▶ **Verilen Metin**:

■ ■ ■

İslâm dünyasında çok uzun süre “Halifelik” kurumunu uhdesinde bulundurmuş bir ülkenin devamı olan ve İslâm dünyasının liderliğini yapmış bir ülke olan Türkiye’nin, bütün İslâm ve Türk devletlerinin tarihsel sorumluluğuna sahip temsilcisi olarak AB’de yer alması hem bu ülkelerin kendileri açısından, hem de dünya barışı açısından sayısız fırsatlar oluşturacağı kesindir.

21. yüzyılla birlikte dinin artan etkisi ve siyaset biliminin dikkate alma aşamasına geldiği din gerçeği, Batının yüzleşeceği bir olgudur. Bu yüzleşmede İslâm gerçeğini ve tarihî mirasını doğru ifade edecek argümanlara sahip bir İslâm dünyası, Türkiye köprüsünden Avrupa kıt’asına geçebilir.

Avrupa milletlerinin özlediği devlet veya devletler üstü yapı, sınırları ve farklılıkları ortadan kalkmış bir Avrupa Birliği olmalıdır. Birbiri ile uzun süre savaşan ve birbirinden kesin hatlarla ayrılan Avrupa milletleri; insanî değerler etrafında toplanarak ülkelerini dünyanın en huzurlu yerleri haline getirmeyi başarmışlardır. İslâmî hizmetler ve sosyal faaliyetler de hür ortamlarda şüphesiz çok daha iyi neticeler verecektir.

8- RİSÂLE-İ NUR GÖNÜLLÜLERİNİN

AB SÜRECİNDEKİ GÖREVLERİ

Türkiye’nin Avrupa Birliğine katılım sürecini engellemeye çalışan güçlerin provokasyonlarına karşı halkın bilinç düzeyini artırmada, sürecin sağlıklı bir zeminde yürütülmesini sağlamakta Risâle-i Nur gönüllülerinin birinci derecede vazifeleri bulunmaktadır. Nur gönüllüleri de İslâm ve vatan adına hayırlı gördükleri bu konuda sürecin emniyetle devamında rol almayı kendine ödev bilmelidir. Ayrıca Risâle-i Nurdan süzülen hakikatlerin Avrupa’ya ve İslâm dünyasına iletilmesinde de en önemli vazife Risâle-i Nur gönüllülerinin üzerine düşmektedir.

■ ■ ■

▶ **Sağlanan Bilgiler**:
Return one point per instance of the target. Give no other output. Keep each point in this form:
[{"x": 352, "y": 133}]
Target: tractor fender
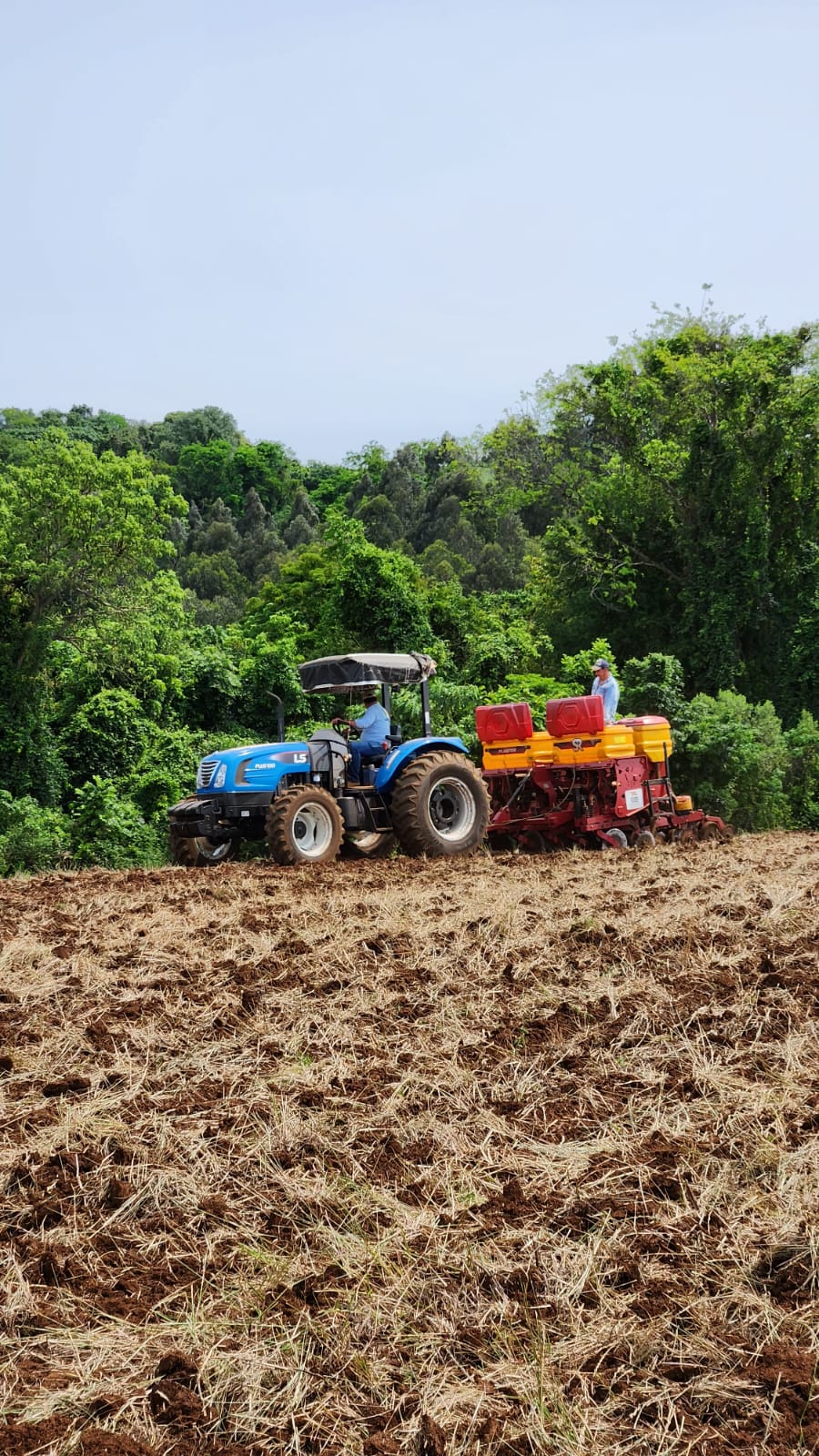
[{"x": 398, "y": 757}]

■ ■ ■

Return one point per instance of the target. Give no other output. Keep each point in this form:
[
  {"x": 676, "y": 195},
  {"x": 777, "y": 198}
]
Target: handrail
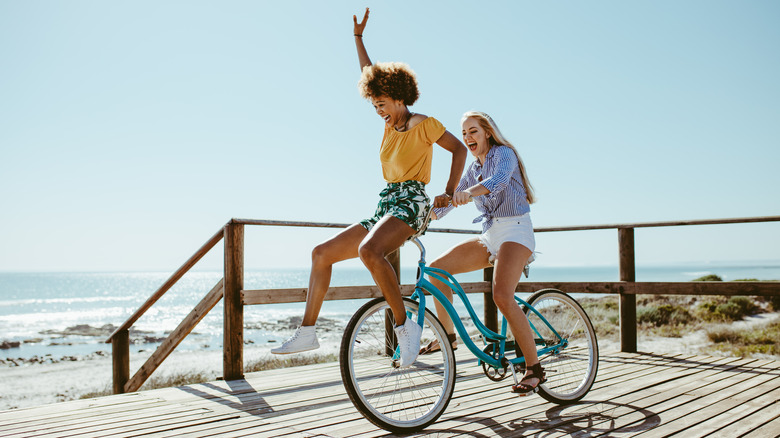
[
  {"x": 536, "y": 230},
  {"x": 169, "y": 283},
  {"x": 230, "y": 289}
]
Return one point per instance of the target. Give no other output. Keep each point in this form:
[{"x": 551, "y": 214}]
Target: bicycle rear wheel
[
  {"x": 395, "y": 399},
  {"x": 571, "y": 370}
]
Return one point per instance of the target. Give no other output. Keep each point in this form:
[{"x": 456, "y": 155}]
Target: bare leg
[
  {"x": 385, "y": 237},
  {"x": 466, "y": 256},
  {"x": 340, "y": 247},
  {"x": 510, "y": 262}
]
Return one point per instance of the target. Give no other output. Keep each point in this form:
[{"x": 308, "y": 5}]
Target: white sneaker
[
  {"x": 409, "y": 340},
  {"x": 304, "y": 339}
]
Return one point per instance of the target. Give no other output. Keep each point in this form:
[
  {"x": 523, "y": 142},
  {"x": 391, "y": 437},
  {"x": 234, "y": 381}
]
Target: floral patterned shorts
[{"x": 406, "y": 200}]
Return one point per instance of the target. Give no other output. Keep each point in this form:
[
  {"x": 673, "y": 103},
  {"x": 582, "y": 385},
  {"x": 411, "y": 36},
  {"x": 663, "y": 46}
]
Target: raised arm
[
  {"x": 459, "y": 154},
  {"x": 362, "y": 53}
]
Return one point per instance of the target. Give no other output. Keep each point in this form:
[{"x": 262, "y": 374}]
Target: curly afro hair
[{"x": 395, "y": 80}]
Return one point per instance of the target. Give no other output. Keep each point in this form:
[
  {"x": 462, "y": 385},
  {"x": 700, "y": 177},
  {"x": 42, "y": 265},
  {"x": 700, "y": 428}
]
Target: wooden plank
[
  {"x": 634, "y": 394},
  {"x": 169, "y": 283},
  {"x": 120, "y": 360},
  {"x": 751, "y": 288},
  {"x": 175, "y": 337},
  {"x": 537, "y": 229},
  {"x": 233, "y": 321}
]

■ ■ ■

▶ **Verilen Görev A**:
Aşağıdaki ifadelerin AB süreci metniyle uyuşup uyuşmadığını belirtin. Her biri için evet ya da hayır deyin ve kararınızı dayandırdığınız sözleri metinden aynen aktarın.
(i) Avrupa milletleri ülkelerini dünyanın en huzurlu yerleri haline getirmeyi başarmıştır.
(ii) Din gerçeği, Batının yüzleşmek zorunda olmadığı bir olgudur.
(iii) Risâle-i Nur gönüllülerinin AB sürecinde herhangi bir görevi yoktur.
▶ **Verilen Görev B**:
AB süreci metnine göre İslâm dünyası Avrupa kıtasına hangi köprüden geçebilir?
▶ **Verilen Görev C**:
AB süreci metnini son cümlesinden sonra gelecek bir paragrafla sürdürün.

▶ **Yazılı Yanıt A**:
(i) Evet: "insanî değerler etrafında toplanarak ülkelerini dünyanın en huzurlu yerleri haline getirmeyi başarmışlardır"
(ii) Hayır: "din gerçeği, Batının yüzleşeceği bir olgudur"
(iii) Hayır: "Risâle-i Nur gönüllülerinin birinci derecede vazifeleri bulunmaktadır"

▶ **Yazılı Yanıt B**:
Türkiye köprüsünden.

▶ **Yazılı Yanıt C**:
Söz konusu mümtaz topluluk, Bediüzzama’nın Risâle-i Nurlarda verdiği ölçülerden aldıkları dersler aracılığıyla ve bu ölçülerin sağladığı ileri görüşlülük ışığında, şimdiye kadar tarihî süreçte hiç yanılmadıklarını olaylar göstermiştir. Nitekim Risâle-i Nur gönüllüleri Risâlelerden aldıkları ölçülerle gelecek tehlikeleri önceden fark edebilme ayrıcalıkları sebebiyle halkı bu konuda uyarmada birinci derecede kendilerini sorumlu hissetmişlerdir.

8.1. BİREY MERKEZLİ BİR DÜNYA

AB’nin bireysel merkezli olarak belirlediği temel haklar, manevî yönden gerektiği gibi takviye edilmediği zaman, kişileri bencilliğe iteceği ve ben merkezli bir toplum oluşturacağı muhakkaktır. Toplumsal dayanışma açısından gelişmiş, ancak bireysel haklar yönünden gelişmemiş toplum yapımızın Avrupa toplumuna katkı yapacağı belirtilmektedir.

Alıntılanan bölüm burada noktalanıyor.